Short problem —
Please answer these three questions using the discussion of Vista and Mac programming below, one answer per line, numbered to match:
1. What does the discussion say killed Vista?
2. In 2005, what share of the software market did Mac software hold?
3. How much RAM did each VM get in the speed comparison of 7 and XP?

Text segment —
____
I would say you don’t know your computers very well...
[ P.S. — if you were using a “PC” since the 1970s, you were either programming the IMSAI 8080 yourself, having to “kludge” things together to make it even work right..., or you were using the Apple II Series of computers.... LOL...]
Vista was a steaming pile. The speed with which MSFT started on the Win7 effort, coupled with the marketing backstop of allowing users to down-rev to XP, shows that it wasn’t mere advertising and media that killed Vista.
The DRM crap is what killed Vista.
MSFT should take a page out of Jobs’ playbook and tell Hollywood to go pound sand. DRM of Hollywood’s crap is NOT the job of an OS, any OS.
I NB that Win7 can be down-rev’ed to XP as well now too. Shows quite the level of confidence by MSFT, eh?
Except writing for a Mac is almost the same as writing for an iPhone (and iPod Touch). Same thing, just different UI and a slightly different API. So once you learn Mac, you pretty much know iPhone, probably the hottest-selling platform for applications in the world. There are about 20 million iPhones and growing, probably millions of Touches, and about 30 million Macs.
And as a Windows programmer who has been playing with Mac, I can say I'm a lot more productive coding for the Mac.
BTW, back in 2005 when the Mac had 5% marketshare Mac software was 18% of the software market. Also, shareware developers who had the same products on both platforms have reported that while Mac had 5% of the market, their Mac versions accounted for up to 50% of sales.
Time to learn Mac coding.
I found 7 in a VM on a Mac to be faster than XP. I even ran them at the same time with the same VM settings (1 GB RAM each, one processor each), flipping back and forth.
There are so many false and idiotic assumptions in your post it would take a book to correct them.
____
Supplied information —
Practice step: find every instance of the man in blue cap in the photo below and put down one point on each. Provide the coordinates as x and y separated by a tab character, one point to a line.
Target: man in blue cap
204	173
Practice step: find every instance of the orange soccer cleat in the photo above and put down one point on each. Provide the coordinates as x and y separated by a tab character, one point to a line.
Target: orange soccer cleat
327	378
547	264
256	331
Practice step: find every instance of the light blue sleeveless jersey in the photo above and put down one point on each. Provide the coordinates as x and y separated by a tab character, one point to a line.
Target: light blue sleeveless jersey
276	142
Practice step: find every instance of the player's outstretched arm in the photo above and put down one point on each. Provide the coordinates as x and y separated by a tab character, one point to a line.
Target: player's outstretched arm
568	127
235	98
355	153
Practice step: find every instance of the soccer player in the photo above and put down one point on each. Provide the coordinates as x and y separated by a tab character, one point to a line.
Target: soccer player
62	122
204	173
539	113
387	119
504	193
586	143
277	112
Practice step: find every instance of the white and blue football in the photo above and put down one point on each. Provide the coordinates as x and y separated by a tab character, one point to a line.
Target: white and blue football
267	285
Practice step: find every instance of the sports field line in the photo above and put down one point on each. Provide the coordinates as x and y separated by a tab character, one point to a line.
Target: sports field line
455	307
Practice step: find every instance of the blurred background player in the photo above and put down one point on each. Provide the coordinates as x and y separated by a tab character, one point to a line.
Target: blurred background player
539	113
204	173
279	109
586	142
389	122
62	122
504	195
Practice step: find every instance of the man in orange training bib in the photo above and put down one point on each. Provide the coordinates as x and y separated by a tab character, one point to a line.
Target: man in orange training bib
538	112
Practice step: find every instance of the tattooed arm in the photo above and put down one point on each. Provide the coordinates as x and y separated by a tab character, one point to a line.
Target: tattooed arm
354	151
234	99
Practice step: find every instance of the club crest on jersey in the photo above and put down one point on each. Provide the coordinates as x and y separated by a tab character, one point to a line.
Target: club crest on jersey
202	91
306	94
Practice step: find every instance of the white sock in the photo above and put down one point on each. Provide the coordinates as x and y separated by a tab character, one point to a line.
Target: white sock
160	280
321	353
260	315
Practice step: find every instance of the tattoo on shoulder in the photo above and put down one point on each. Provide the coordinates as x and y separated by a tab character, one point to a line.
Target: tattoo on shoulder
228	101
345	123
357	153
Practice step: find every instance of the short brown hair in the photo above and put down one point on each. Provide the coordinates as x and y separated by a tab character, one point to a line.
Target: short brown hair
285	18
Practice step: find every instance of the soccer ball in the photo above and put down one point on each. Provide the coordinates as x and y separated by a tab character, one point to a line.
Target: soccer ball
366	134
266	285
____
Answer —
1. DRM
2. 18%
3. 1 GB